## Exercise
Count the lines in the listing below that contain the string "petal", treating uppercase and lowercase letters as distinct. Reply with the number alone.

## Supplied data

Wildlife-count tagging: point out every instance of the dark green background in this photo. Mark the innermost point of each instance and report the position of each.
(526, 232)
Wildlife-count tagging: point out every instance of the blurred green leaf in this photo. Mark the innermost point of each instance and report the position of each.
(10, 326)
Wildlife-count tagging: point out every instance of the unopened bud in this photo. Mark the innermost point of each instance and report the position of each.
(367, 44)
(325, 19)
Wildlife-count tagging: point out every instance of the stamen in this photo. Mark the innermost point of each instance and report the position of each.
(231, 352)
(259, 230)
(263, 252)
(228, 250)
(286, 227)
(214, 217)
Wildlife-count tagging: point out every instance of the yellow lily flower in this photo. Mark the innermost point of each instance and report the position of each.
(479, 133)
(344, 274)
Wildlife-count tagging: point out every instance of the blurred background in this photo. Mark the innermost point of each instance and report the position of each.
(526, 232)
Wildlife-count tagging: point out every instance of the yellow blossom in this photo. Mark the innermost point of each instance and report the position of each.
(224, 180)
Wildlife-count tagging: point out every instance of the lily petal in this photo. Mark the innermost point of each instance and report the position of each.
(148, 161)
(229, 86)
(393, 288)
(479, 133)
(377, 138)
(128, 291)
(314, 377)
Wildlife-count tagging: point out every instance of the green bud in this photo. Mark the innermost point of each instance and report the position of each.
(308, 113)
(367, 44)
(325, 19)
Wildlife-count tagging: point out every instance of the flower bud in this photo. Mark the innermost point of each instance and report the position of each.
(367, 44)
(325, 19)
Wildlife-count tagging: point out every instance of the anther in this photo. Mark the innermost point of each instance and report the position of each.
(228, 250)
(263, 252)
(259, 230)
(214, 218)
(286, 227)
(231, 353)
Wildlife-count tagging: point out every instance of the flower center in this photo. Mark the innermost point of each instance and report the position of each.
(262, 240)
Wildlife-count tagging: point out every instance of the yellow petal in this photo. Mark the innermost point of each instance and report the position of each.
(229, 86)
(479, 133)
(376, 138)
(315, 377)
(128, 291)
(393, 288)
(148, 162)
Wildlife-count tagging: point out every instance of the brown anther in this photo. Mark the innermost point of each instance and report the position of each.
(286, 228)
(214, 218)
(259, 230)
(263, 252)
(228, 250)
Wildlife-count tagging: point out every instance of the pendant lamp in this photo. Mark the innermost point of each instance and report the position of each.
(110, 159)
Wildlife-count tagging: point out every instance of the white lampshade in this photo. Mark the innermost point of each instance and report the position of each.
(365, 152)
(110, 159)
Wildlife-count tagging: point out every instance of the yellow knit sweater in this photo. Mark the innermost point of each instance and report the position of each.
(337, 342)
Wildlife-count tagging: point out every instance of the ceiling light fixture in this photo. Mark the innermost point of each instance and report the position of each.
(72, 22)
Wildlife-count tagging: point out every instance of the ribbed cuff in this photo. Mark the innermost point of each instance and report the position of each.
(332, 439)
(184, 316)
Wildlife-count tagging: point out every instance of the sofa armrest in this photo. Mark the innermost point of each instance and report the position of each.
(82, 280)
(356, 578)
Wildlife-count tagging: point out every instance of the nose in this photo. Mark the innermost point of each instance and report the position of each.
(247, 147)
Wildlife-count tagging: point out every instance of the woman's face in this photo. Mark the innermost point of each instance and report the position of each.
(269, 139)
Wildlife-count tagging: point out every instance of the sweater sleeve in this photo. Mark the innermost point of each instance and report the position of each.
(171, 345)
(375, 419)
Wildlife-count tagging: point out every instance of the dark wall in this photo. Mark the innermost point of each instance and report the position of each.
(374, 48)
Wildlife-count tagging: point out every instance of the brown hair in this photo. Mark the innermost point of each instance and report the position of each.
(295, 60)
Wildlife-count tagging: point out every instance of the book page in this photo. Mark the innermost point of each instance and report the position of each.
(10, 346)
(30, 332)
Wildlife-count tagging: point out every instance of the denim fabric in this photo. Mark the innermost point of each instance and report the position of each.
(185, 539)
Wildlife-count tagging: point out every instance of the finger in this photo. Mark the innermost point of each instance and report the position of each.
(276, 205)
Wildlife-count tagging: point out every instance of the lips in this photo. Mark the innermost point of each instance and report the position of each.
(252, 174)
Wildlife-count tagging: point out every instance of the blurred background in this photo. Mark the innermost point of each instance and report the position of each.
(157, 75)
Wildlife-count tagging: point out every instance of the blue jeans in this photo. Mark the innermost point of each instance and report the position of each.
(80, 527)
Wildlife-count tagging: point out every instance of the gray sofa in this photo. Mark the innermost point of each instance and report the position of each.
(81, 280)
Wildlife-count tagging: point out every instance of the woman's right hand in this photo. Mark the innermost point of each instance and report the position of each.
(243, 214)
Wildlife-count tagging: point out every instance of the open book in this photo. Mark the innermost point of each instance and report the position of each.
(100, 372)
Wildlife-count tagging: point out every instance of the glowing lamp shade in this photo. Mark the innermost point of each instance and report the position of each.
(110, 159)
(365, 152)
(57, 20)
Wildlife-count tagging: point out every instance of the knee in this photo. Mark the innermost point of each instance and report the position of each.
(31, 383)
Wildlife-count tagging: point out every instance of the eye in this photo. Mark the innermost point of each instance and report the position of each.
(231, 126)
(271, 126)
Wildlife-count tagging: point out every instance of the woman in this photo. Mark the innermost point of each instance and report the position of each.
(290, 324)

---

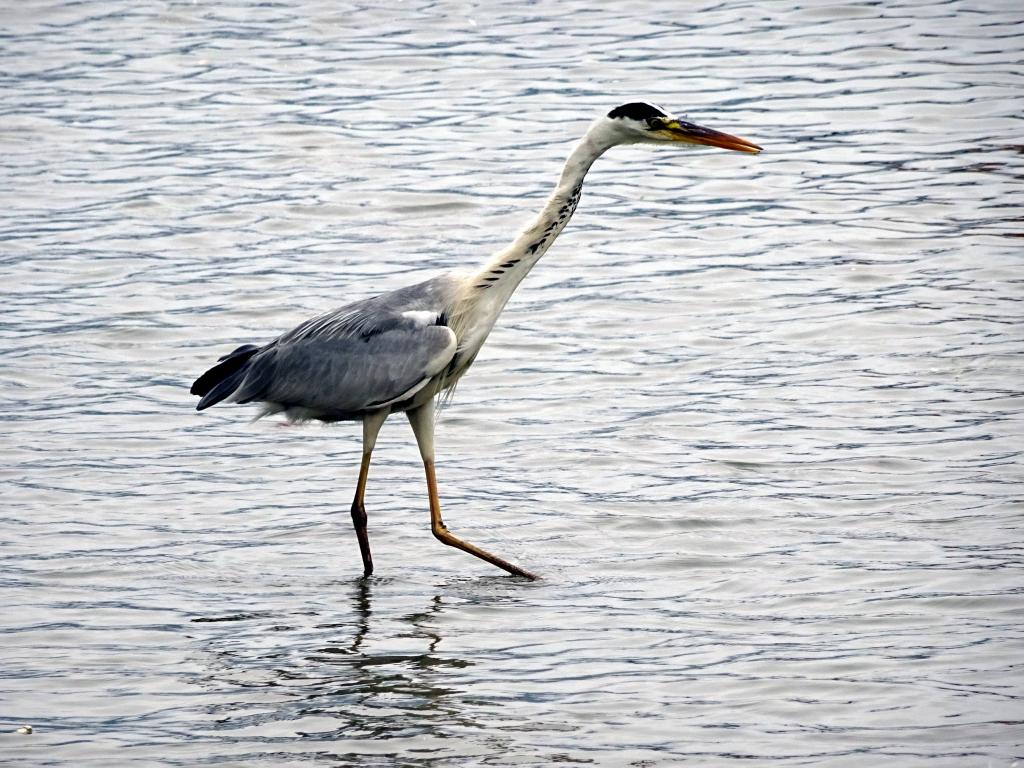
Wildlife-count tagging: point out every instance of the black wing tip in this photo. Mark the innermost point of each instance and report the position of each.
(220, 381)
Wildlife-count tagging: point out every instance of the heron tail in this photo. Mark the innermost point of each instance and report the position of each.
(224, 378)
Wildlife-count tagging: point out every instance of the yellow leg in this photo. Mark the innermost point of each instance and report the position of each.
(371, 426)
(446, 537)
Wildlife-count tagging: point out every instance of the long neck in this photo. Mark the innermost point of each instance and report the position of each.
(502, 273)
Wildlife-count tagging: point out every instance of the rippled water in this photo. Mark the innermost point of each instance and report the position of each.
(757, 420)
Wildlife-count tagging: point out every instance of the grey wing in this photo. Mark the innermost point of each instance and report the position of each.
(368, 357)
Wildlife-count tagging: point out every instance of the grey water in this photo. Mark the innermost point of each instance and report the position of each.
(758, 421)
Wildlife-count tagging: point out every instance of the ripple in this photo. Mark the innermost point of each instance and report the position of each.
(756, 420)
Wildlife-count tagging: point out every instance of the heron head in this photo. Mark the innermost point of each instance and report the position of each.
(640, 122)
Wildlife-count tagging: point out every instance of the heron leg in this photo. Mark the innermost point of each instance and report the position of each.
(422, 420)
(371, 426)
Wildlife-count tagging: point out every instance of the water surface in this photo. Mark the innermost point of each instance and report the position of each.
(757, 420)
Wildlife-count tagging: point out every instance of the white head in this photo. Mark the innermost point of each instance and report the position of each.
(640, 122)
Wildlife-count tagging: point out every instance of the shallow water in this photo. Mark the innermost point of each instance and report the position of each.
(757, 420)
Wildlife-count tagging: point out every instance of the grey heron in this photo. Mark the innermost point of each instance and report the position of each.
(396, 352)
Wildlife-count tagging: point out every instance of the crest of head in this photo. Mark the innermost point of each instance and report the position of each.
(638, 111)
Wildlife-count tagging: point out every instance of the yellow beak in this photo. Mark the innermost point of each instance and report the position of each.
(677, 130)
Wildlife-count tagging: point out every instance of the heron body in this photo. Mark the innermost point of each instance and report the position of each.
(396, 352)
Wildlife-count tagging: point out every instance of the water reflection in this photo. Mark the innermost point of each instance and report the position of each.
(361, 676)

## Reply to the task
2